Ligericus sum, nil Ligeris a me alienum puto.
10 Octobre 2019
« On ne l’aime pas ! »
Bien souvent mes camarades de scène s’entendent dire : « Nous aimons ce que vous faites, mais l’autre ; on ne l’aime pas ! » La sentence est rude, sans appel. Elle ne se fonde qui plus est, sur aucune précision, ni sur des faits précis. C’est tout bonnement l’incompréhension du rôle tenu qui dérange ces braves gens, si soucieux de l’opinion des élus, des décideurs, des prescripteurs de subvention, que la présence d’un persiffleur est à leurs yeux, une prise de risque trop importante.
Curieusement, les mêmes, dans la conversation courante, font partie de cette multitude qui déplore amèrement la disparition d’un Coluche ou d’un Desproges, disant alors à qui veut bien l’entendre, qu’une parole libre manque cruellement à notre époque. Loin de moi la pensée que j’égale ces géants de l’humour, je me contente de marcher à grande distance dans leurs pas, ce qui justement horrifie ces petits boutiquiers de l’opinion.
Piquer, persiffler, moquer les puissants, ce sont là les attributions du pamphlétaire, rôle ô combien nécessaire dans une société qui hésite entre deux attitudes aussi peu constructives l’une que l’autre : l’obséquiosité de componction d’un côté et l’insulte à outrance sous le couvert de l’anonymat de l’autre. Ni l’une ni l’autre n’apporte la moindre nuance et ne fournit la possibilité d’un regard distancié sur les actions de nos dirigeants.
L’humoriste au contraire joue de la subtilité ou de la charge, de la critique distanciée ou de la parodie sans se dissimuler, en cherchant à faire sourire, en s’adressant ouvertement à ces cibles. Il pointe du doigt, il ironise, il force le trait, il caricature tout simplement parce qu’il se refuse au silence, à la servitude et à ce respect hypocrite qui est le lot de ses contempteurs.
Alors, messieurs les pisse-froid, alors mesdames les outragées, vous avez tout à fait le droit d’affirmer votre détestation à mon encontre mais osez donc venir dire vos propos en face plutôt que de déverser votre venin par personne interposée. Le « Je ne vous aime pas ! » me semble bien plus utile que ce fiel à distance qui constitue votre déclaration de désamour.

++++++++++++++++++++

• CONSIGNES
1. Dans le texte « On ne l'aime pas ! », de quels humoristes disparus la multitude déplore-t-elle l'absence ?
2. Transcrivez sans rien changer le passage du texte « On ne l'aime pas ! » qui commence par « Ligericus sum, nil » et se poursuit jusqu'à « risque trop importante. ».

• DONNÉES SOURCES
++++++++++++++++++++

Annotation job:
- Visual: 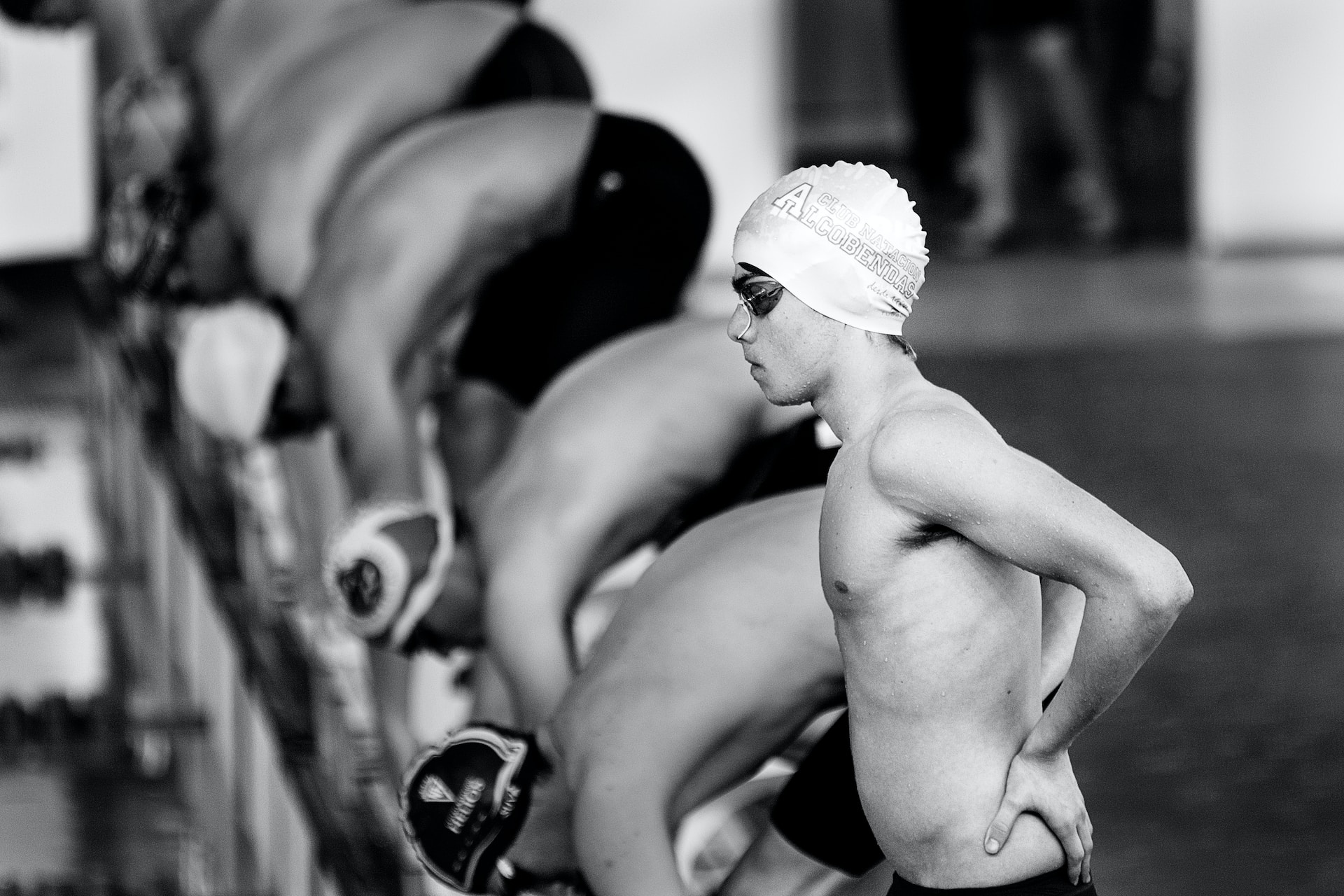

++++++++++++++++++++

• RÉPONSES
1. Coluche et Desproges.

2.
Ligericus sum, nil Ligeris a me alienum puto.
10 Octobre 2019
« On ne l’aime pas ! »
Bien souvent mes camarades de scène s’entendent dire : « Nous aimons ce que vous faites, mais l’autre ; on ne l’aime pas ! » La sentence est rude, sans appel. Elle ne se fonde qui plus est, sur aucune précision, ni sur des faits précis. C’est tout bonnement l’incompréhension du rôle tenu qui dérange ces braves gens, si soucieux de l’opinion des élus, des décideurs, des prescripteurs de subvention, que la présence d’un persiffleur est à leurs yeux, une prise de risque trop importante.